ACTION ITEM:
Return every record below exactly as written, omitting any pictures.
DATA EXCERPTS Block Start
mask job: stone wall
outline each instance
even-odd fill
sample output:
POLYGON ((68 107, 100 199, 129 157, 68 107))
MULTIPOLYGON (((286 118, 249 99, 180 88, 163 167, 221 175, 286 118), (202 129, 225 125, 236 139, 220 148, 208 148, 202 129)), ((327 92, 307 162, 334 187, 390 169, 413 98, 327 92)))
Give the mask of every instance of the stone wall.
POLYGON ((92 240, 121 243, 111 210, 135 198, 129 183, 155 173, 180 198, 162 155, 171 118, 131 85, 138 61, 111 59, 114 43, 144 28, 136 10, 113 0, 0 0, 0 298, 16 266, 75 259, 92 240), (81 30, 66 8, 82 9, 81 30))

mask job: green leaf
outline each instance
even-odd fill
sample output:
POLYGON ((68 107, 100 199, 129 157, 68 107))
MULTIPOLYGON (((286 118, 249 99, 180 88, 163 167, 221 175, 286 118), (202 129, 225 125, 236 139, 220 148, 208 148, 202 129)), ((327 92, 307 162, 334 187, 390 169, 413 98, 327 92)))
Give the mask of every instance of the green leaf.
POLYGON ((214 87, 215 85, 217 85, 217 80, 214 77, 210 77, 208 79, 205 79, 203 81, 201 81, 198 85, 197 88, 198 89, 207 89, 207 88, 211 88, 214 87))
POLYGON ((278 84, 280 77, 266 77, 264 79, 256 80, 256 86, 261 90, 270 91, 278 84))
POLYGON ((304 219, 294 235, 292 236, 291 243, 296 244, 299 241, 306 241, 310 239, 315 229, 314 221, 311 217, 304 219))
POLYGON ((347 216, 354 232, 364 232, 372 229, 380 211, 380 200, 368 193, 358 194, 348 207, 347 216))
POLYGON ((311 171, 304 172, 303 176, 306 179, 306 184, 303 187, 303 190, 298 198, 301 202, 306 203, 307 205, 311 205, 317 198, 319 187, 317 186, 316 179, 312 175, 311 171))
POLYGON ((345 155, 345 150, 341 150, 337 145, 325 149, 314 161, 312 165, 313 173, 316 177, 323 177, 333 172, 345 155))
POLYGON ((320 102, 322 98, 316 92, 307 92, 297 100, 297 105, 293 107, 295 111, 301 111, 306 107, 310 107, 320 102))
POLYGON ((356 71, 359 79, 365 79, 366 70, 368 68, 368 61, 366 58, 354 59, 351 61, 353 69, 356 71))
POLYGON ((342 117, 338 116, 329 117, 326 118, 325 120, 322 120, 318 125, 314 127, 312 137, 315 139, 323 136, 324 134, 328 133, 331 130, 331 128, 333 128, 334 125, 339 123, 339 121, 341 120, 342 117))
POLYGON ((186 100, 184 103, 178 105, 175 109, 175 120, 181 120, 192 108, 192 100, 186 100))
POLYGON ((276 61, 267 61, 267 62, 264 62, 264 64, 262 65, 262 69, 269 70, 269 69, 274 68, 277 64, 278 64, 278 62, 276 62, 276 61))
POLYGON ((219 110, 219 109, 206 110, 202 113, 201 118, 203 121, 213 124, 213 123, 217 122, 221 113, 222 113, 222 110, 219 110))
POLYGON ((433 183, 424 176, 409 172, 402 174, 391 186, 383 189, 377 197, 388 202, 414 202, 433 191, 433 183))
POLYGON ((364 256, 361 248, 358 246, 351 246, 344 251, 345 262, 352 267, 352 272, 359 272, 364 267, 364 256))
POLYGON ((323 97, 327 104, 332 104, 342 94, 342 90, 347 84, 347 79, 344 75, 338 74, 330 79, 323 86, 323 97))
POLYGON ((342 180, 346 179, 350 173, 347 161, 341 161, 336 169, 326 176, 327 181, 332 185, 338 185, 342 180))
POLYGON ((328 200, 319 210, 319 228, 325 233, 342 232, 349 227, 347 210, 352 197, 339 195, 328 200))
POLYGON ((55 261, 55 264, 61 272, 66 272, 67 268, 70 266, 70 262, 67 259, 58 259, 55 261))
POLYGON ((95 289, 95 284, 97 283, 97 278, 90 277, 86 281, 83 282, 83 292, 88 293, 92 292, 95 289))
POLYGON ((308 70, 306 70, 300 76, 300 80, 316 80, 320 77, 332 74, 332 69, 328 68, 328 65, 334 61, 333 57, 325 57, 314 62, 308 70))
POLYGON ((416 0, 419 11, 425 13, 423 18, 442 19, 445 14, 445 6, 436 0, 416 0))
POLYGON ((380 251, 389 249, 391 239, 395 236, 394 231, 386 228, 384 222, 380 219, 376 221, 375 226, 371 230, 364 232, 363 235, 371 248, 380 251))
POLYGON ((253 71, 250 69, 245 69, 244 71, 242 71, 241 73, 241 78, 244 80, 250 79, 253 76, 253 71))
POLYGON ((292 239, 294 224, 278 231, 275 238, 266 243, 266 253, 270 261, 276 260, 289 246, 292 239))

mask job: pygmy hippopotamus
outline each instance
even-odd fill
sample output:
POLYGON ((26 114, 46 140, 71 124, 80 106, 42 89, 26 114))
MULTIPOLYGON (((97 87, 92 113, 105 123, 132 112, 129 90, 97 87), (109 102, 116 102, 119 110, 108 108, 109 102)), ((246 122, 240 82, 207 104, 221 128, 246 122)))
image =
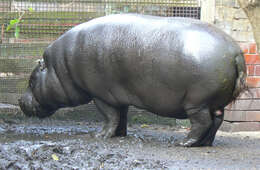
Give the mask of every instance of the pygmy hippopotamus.
POLYGON ((195 19, 115 14, 75 26, 51 43, 19 99, 28 116, 94 101, 98 137, 125 136, 129 106, 189 119, 181 146, 210 146, 224 107, 246 88, 242 51, 195 19))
DATA EXCERPTS Block End
ANSWER TO THE EXERCISE:
mask job: stone wall
outline each instance
even-odd fill
sample output:
POLYGON ((68 107, 100 199, 129 157, 68 107))
MULTIPOLYGON (((286 118, 249 99, 180 88, 163 167, 221 175, 286 118), (202 129, 225 125, 236 139, 220 148, 208 148, 202 129)), ((327 92, 307 162, 334 187, 390 169, 413 98, 327 92)))
Give the mask of every instance of the stone wall.
POLYGON ((92 240, 121 243, 111 210, 135 198, 129 183, 155 173, 180 198, 162 155, 171 118, 131 85, 138 61, 111 59, 114 43, 144 28, 136 10, 113 0, 0 0, 0 298, 16 266, 75 259, 92 240), (81 30, 66 8, 82 9, 81 30))

mask job: green leaf
outline each instance
even-odd fill
sample output:
POLYGON ((68 107, 100 199, 129 157, 68 107))
MULTIPOLYGON (((286 118, 249 99, 180 88, 163 167, 221 175, 286 118), (202 129, 225 125, 236 139, 220 148, 208 148, 202 129)), ((327 92, 307 162, 334 187, 390 169, 413 98, 327 92)))
Give the mask of every instance of the green leaf.
POLYGON ((214 87, 215 85, 217 85, 217 80, 214 77, 210 77, 208 79, 205 79, 203 81, 201 81, 198 85, 197 88, 198 89, 207 89, 207 88, 211 88, 214 87))
POLYGON ((278 84, 280 77, 266 77, 264 79, 256 80, 256 86, 261 90, 270 91, 278 84))
POLYGON ((304 219, 294 235, 292 236, 291 243, 296 244, 299 241, 306 241, 310 239, 315 229, 314 221, 311 217, 304 219))
POLYGON ((347 216, 354 232, 364 232, 372 229, 380 211, 380 200, 368 193, 358 194, 348 207, 347 216))
POLYGON ((311 171, 304 172, 303 176, 306 179, 306 184, 303 187, 303 190, 298 198, 301 202, 306 203, 307 205, 311 205, 317 198, 319 187, 317 186, 316 179, 312 175, 311 171))
POLYGON ((345 155, 345 150, 341 150, 337 145, 325 149, 314 161, 312 165, 313 173, 316 177, 323 177, 333 172, 345 155))
POLYGON ((320 102, 322 98, 316 92, 307 92, 297 100, 297 105, 293 107, 295 111, 301 111, 306 107, 310 107, 320 102))
POLYGON ((356 71, 359 79, 365 79, 366 70, 368 68, 368 61, 366 58, 354 59, 351 61, 353 69, 356 71))
POLYGON ((342 117, 338 116, 329 117, 326 118, 325 120, 322 120, 318 125, 314 127, 312 137, 315 139, 323 136, 324 134, 328 133, 331 130, 331 128, 333 128, 334 125, 339 123, 339 121, 341 120, 342 117))
POLYGON ((186 100, 184 103, 178 105, 175 109, 175 120, 181 120, 192 108, 192 100, 186 100))
POLYGON ((276 61, 267 61, 267 62, 264 62, 264 64, 262 65, 262 69, 269 70, 269 69, 274 68, 277 64, 278 64, 278 62, 276 62, 276 61))
POLYGON ((219 110, 219 109, 206 110, 202 113, 201 118, 203 121, 213 124, 213 123, 217 122, 221 113, 222 113, 222 110, 219 110))
POLYGON ((433 183, 424 176, 409 172, 402 174, 391 186, 383 189, 377 197, 388 202, 414 202, 433 191, 433 183))
POLYGON ((364 256, 361 248, 358 246, 351 246, 344 251, 345 262, 352 267, 352 272, 359 272, 364 267, 364 256))
POLYGON ((323 97, 327 104, 332 104, 342 94, 342 90, 347 84, 347 79, 344 75, 338 74, 330 79, 323 86, 323 97))
POLYGON ((342 180, 346 179, 350 173, 347 161, 341 161, 336 169, 326 176, 327 181, 332 185, 338 185, 342 180))
POLYGON ((328 200, 319 210, 319 228, 325 233, 342 232, 349 227, 347 210, 352 197, 339 195, 328 200))
POLYGON ((55 261, 55 264, 61 272, 66 272, 67 268, 70 266, 70 262, 67 259, 58 259, 55 261))
POLYGON ((95 289, 95 284, 97 283, 97 278, 90 277, 86 281, 83 282, 83 292, 88 293, 92 292, 95 289))
POLYGON ((308 70, 306 70, 300 76, 300 80, 316 80, 320 77, 332 74, 332 69, 328 68, 328 65, 334 61, 333 57, 325 57, 314 62, 308 70))
POLYGON ((416 0, 419 11, 425 13, 423 18, 442 19, 445 14, 445 6, 436 0, 416 0))
POLYGON ((380 251, 389 249, 391 239, 395 236, 394 231, 386 228, 384 222, 380 219, 376 221, 375 226, 371 230, 364 232, 363 235, 371 248, 380 251))
POLYGON ((253 71, 250 69, 245 69, 244 71, 242 71, 241 73, 241 78, 244 80, 250 79, 253 76, 253 71))
POLYGON ((292 239, 294 224, 278 231, 275 238, 266 243, 266 253, 270 261, 276 260, 289 246, 292 239))

mask job: pygmy hippopotamus
outline each instance
even-odd fill
sample output:
POLYGON ((26 114, 46 140, 71 124, 80 106, 42 89, 26 114))
MULTIPOLYGON (((97 87, 92 113, 105 123, 132 112, 129 90, 97 87), (109 102, 116 102, 119 110, 108 108, 109 102)), ((246 122, 240 82, 207 104, 221 128, 246 122)))
image =
Give the mask of every instance of the pygmy hippopotamus.
POLYGON ((195 19, 115 14, 75 26, 51 43, 19 99, 28 116, 94 101, 98 137, 125 136, 129 106, 189 119, 181 146, 210 146, 224 107, 246 88, 242 51, 195 19))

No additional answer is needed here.